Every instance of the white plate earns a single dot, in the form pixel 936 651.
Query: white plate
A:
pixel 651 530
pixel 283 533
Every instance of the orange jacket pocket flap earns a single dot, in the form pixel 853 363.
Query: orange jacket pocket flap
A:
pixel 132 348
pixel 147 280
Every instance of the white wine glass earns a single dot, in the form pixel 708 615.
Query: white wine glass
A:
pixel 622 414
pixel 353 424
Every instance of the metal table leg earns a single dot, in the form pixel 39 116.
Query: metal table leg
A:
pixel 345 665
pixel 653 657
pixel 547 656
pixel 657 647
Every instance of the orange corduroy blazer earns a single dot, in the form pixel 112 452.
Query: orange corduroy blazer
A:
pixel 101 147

----------

**Exercise aim**: Up to and including the line with "Query: orange jacket pocket flap", print every line of the material above, starting from its first line, exactly.

**Task response**:
Every instance of the white plate earns a single dot, in the form pixel 936 651.
Query: white plate
A:
pixel 651 530
pixel 283 533
Every instance of the orange jacket pocket flap earns a single dot, in the form pixel 853 363.
Query: orange jacket pocket flap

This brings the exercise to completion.